§ DIRECTIVE
Copy every item below word for word, leaving out the pictures.
○ ○ ○
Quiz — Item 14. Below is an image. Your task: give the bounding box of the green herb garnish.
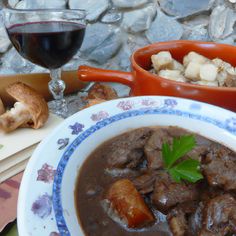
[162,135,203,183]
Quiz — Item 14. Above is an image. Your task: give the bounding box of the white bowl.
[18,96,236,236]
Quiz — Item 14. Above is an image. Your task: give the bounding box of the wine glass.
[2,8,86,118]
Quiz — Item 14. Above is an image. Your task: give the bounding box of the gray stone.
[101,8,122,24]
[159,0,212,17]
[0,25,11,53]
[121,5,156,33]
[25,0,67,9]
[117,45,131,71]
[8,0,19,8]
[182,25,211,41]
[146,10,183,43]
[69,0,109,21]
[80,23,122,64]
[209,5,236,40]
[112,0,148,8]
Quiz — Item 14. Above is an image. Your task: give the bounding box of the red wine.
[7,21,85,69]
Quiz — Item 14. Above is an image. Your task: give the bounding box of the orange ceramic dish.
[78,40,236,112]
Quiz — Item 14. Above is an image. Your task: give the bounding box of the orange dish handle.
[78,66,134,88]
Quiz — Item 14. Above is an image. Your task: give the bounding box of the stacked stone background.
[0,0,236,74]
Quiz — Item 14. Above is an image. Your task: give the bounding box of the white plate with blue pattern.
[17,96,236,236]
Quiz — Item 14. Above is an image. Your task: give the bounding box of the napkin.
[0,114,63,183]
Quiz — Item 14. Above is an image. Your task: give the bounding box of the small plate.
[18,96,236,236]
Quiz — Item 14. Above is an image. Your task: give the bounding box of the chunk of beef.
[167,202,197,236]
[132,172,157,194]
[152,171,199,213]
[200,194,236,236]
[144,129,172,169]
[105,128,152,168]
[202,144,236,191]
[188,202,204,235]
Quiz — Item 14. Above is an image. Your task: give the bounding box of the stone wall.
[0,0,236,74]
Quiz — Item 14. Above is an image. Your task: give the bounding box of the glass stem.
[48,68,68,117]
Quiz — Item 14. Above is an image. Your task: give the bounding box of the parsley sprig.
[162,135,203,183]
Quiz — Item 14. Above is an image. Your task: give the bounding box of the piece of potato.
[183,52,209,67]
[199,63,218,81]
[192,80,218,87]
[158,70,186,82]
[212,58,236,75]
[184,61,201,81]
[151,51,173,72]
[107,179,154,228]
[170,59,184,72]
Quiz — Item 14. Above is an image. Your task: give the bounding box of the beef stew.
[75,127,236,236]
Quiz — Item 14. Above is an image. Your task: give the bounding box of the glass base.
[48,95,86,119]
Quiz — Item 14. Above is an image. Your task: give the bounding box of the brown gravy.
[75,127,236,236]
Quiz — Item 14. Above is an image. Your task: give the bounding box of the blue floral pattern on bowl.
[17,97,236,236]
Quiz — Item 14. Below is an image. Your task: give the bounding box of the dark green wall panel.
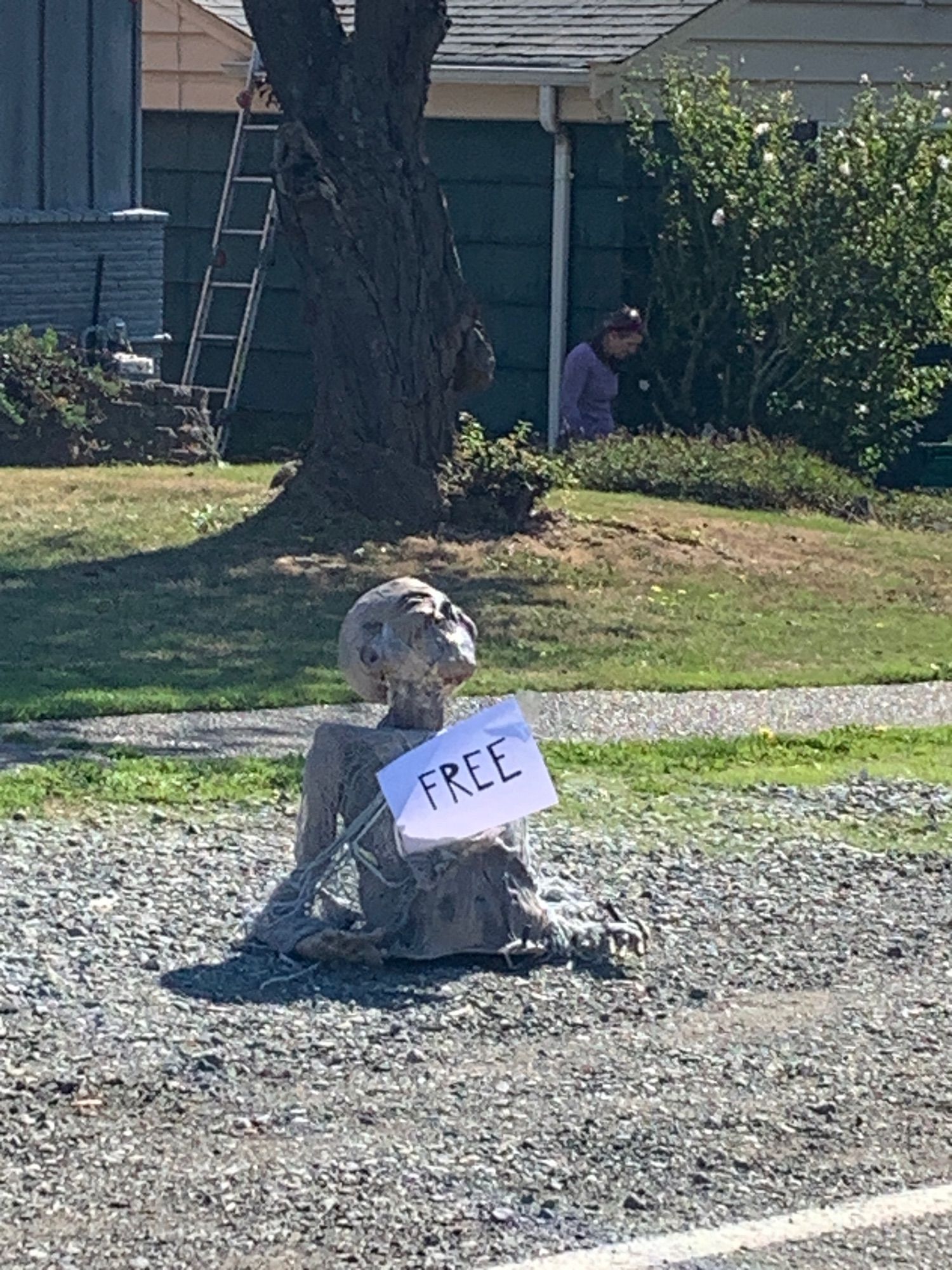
○ ○ ○
§ EXERCISE SOLUTION
Quiz — Item 14. Below is an image. Your task: give the bounding box of the green herb garnish.
[162,135,203,183]
Quiz — Item 14. Above is an image. Your task: give the bounding box of the white bowl.
[18,96,236,236]
Quiz — Item 14. Above is an image. Your task: give the bounding box of the wine glass.
[2,8,86,118]
Quiz — Item 14. Above is an image. Your task: give the bounding box of the gray stone.
[101,8,122,24]
[159,0,212,17]
[0,25,11,53]
[121,5,156,33]
[25,0,67,9]
[117,45,131,71]
[8,0,19,8]
[182,25,211,41]
[146,10,183,43]
[69,0,109,21]
[80,23,122,64]
[209,5,236,40]
[112,0,148,8]
Quiz — Item 14. Above is an image. Your task: give the bounding box of the red wine.
[7,21,85,69]
Quiz — Item 14. Above is an image. Your task: give the bounding box of the orange ceramic dish.
[78,40,236,112]
Quiz — Item 14. Above is an image. Your task: give the bounding box of the orange dish handle.
[78,66,134,88]
Quiz — Item 14. Above is an image. Your task: give the bounding box of the stacked stone background.
[0,0,236,74]
Quiz — Item 14. Above is an image. Your task: give the bounding box of the white plate with blue pattern.
[17,96,236,236]
Quiz — Item 14. Above is an image. Your task: give the bounding box of the napkin.
[0,114,63,183]
Quiz — Item 14. Above is an image. Your task: give the bounding box of the small plate.
[18,96,236,236]
Quiz — Item 14. Above is an image. Your task: give the bounding box of the chunk of beef.
[167,202,197,236]
[132,172,157,194]
[152,171,199,213]
[200,194,236,236]
[144,129,172,169]
[105,128,152,168]
[202,144,236,191]
[188,202,204,235]
Quiz — Item 14. Above is an image. Your task: give the bounding box of the stone wall.
[0,0,236,74]
Quiz — Item 14. Above is an image. Your task: give the bounding box of the glass stem.
[48,68,68,117]
Quiz — Item 14. Above is an image. Your task: give the bounding box of the parsley sprig.
[162,135,203,183]
Quiz — Item 14. Above is an image. Your task: give the bounding box of the piece of potato.
[183,52,209,67]
[199,63,218,81]
[192,80,218,87]
[158,70,186,82]
[212,58,236,75]
[184,61,201,81]
[151,51,173,72]
[107,179,154,228]
[170,59,184,72]
Quiz — Item 14. Above is an image. Your task: give the bounding box of the beef stew.
[75,127,236,236]
Quiz — Item 14. Above is an image. Your task: give the bounding box of the glass base.
[48,95,86,119]
Quiz — Item 14. Above is an image. Your task: give the bounding box of the brown gravy.
[75,127,236,236]
Quiz — Item 14. Above is an image. Your task: give the bounding box of the blue floral pattern on bowl.
[17,97,236,236]
Quiz — Item 14. Below is an image. Your task: give the bounding box of the dark green wall panel.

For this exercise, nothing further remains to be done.